TASK | Edit the rows below so that "turquoise water" reads "blue-green water" and every other line stays the same.

[Detection annotation rows]
_ _ _ _
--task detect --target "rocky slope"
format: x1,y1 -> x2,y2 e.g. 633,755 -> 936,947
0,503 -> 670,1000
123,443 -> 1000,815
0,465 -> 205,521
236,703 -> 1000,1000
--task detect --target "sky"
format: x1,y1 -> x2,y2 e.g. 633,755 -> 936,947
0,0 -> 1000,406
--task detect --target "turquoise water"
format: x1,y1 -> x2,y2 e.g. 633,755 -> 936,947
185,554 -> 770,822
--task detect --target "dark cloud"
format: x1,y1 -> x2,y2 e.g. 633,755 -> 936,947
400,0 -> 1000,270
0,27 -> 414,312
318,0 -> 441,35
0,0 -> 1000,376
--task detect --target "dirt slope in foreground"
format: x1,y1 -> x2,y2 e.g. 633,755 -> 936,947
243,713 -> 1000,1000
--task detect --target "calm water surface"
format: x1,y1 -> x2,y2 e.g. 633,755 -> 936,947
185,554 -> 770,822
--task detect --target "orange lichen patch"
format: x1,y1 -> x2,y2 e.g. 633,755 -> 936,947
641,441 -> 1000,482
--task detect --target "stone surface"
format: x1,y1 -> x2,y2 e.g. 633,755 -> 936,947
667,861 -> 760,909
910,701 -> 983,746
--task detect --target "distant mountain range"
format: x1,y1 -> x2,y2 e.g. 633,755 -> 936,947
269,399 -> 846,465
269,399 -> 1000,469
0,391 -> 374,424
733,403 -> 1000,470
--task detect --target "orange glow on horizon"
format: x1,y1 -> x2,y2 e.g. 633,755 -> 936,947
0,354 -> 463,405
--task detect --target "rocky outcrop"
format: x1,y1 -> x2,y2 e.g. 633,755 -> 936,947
_ _ _ _
WRITTEN REPLY |
--task detect --target "rocky slope"
format: x1,y1 -> x2,y2 e.g. 633,755 -> 936,947
0,503 -> 670,1000
123,443 -> 1000,815
0,465 -> 205,521
236,703 -> 1000,1000
--task detect --target "sky"
format: x1,y1 -> x2,y2 e.g. 633,755 -> 936,947
0,0 -> 1000,406
--task detect --target "blue-green water"
format: x1,y1 -> x2,y2 e.g. 633,755 -> 936,947
185,554 -> 770,822
--task detect --target "dark cloud"
format: x1,y1 -> x2,y2 e.g. 633,755 -> 936,947
400,0 -> 1000,270
0,27 -> 414,312
318,0 -> 441,35
0,0 -> 1000,376
--task detect --target "dirt slope in foreground"
format: x1,y1 -> x2,y2 e.g. 633,755 -> 936,947
243,713 -> 1000,1000
--task detect --target "calm water surface"
format: x1,y1 -> x2,y2 e.g. 633,755 -> 936,947
185,554 -> 770,822
--task detect --target "orange lichen patch"
format: x1,y1 -> x2,y2 e.g. 633,755 -> 936,947
641,441 -> 1000,482
--task detect --target "stone surface"
format: x1,y1 -> x2,y2 e.g. 633,755 -> 936,947
667,861 -> 760,909
910,701 -> 983,746
--task detect --target "distant mountain range"
format: x1,y1 -> x2,y2 e.g. 633,755 -> 936,947
269,399 -> 846,465
269,399 -> 1000,469
0,391 -> 374,424
733,403 -> 1000,470
--task detect --target "orange glow on horizon"
format: x1,y1 -> x2,y2 e.g. 633,755 -> 936,947
0,354 -> 463,405
--task detect --target "rocky outcrop"
format: x1,y1 -> x2,y2 e.g. 633,755 -> 936,947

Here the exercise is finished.